### Directions
Write out the stretch of the piece on gratitude from "I don’t mean" through "a negative personality.", copying it word for word.

I was going to publish something totally different today and then this morning this “memory” from 2014 popped into my Facebook news feed:
What I’m positive about/thankful for…Day 5 of 5…
1. I can run, as it may be the only thing that’s keeping me sane (I’m also thankful for my amazing coach, Rob McCarthy, who also has me running fast, which is keeping my self esteem at an all time high);
2. I’m thankful for my friends…all of you…and especially a few in particular (who I won’t call out here in fear that someone not included may feel slighted)…the really special ones – you know who you are – you have been there when I needed you, you knew when to make me laugh, when to just listen, when I needed a pep talk, you knew the right thing to say, or knew when it was best to say nothing at all , you’ve made the last 5 months fly by and made sure I knew I was a survivor. Thank you!
3. And finally, my dog, because when all else fails, I never doubt that at least HE loves me.
The day was Sunday, August 17, 2014. I was 2 days away from my last radiation treatment, and on the last day of a challenge to post 3 things for which I was positive or thankful. It couldn’t have come at a better time. I had been diagnosed with an invasive breast cancer in March, ran the NJ Marathon for a personal record in April, had surgery in May, my daughter graduated 8th grade and I lost my job in June. In July I told my husband I wanted to separate. This was August. I had been on a 5 month rollercoaster ride of emotions and toxic stress.
Finding something to be thankful for each morning is a positively powerful way to set the tone for the day. Even at the worst of times, there is always something to be thankful for even if it is simply to be alive. I think it’s a good litmus test for mental heath too. If you can’t find anything, anything at all to be thankful for or positive about, then you may be depressed and should seek professional help. Think about it. I have no doubt that every person reading this can at least be thankful that they have internet access, no? (first world problems; smile emoji).
I don’t mean to seem flip about that. I lived with someone for over 20 years who was very negative, but he could usually find something good about some small thing. In the end when the darkness overtook him there wasn’t anything he found positive even about life itself. There was more going on there at that point than a negative personality.
Seven weeks and one day after I posted that status, my husband died by suicide. As heartbroken as I was for how it ended, that I didn’t recognize the extent of his depression, that I didn’t push more to get him the help that he needed; I remained positive and thankful for those same things that I mentioned on August 17 (and the 4 days prior). It was those things that held me together and that I still attribute to my survival today.
This is my challenge to you: when you wake up each morning, write down one thing – just one simple thing – for which you are thankful. Then just before you go to bed each night, write down one thing – just one simple thing – that was positive about the day. Do that for a week and report back to me. What effect did that exercise have on your overall mood? On what you were able to accomplish that week? If you can’t find something to be thankful for, go to your local shelter and adopt a homeless pet. If that doesn’t work, find a therapist immediately.
Me and my boy Enzo, who with unconditional love, keeps me feeling positive, needed and loved, even on a bad day.

### Provided records

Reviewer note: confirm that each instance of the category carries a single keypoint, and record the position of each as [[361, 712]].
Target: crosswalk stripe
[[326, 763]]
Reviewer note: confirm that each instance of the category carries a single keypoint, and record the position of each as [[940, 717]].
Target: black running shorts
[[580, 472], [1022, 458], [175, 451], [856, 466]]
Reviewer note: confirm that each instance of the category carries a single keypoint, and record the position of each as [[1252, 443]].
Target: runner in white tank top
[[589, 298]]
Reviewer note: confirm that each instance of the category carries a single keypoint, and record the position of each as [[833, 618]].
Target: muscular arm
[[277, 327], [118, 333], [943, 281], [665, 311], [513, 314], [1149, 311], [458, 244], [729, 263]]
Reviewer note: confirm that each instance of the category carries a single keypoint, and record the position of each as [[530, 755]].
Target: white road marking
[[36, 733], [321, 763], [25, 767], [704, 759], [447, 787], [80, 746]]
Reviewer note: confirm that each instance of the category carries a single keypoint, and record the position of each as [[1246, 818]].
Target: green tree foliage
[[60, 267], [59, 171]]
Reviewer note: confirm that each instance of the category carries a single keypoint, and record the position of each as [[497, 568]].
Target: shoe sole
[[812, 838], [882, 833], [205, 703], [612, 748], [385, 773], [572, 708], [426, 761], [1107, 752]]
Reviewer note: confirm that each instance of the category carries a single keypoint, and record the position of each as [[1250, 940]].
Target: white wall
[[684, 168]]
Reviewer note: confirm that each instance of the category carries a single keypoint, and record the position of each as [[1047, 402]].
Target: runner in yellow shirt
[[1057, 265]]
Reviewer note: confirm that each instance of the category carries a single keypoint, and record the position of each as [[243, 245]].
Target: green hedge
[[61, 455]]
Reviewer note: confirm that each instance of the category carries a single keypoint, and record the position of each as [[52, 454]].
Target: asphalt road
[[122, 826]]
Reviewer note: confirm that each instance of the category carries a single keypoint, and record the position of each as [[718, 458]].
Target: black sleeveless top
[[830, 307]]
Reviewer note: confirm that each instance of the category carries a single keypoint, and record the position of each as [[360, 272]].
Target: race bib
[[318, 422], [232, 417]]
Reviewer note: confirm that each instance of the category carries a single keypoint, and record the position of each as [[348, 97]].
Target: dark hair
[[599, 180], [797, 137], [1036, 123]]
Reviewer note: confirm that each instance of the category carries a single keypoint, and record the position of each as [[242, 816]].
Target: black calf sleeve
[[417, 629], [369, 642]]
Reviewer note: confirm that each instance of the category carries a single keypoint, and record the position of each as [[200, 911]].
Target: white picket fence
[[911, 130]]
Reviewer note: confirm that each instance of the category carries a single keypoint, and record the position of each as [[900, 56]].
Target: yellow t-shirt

### Solved exercise
I don’t mean to seem flip about that. I lived with someone for over 20 years who was very negative, but he could usually find something good about some small thing. In the end when the darkness overtook him there wasn’t anything he found positive even about life itself. There was more going on there at that point than a negative personality.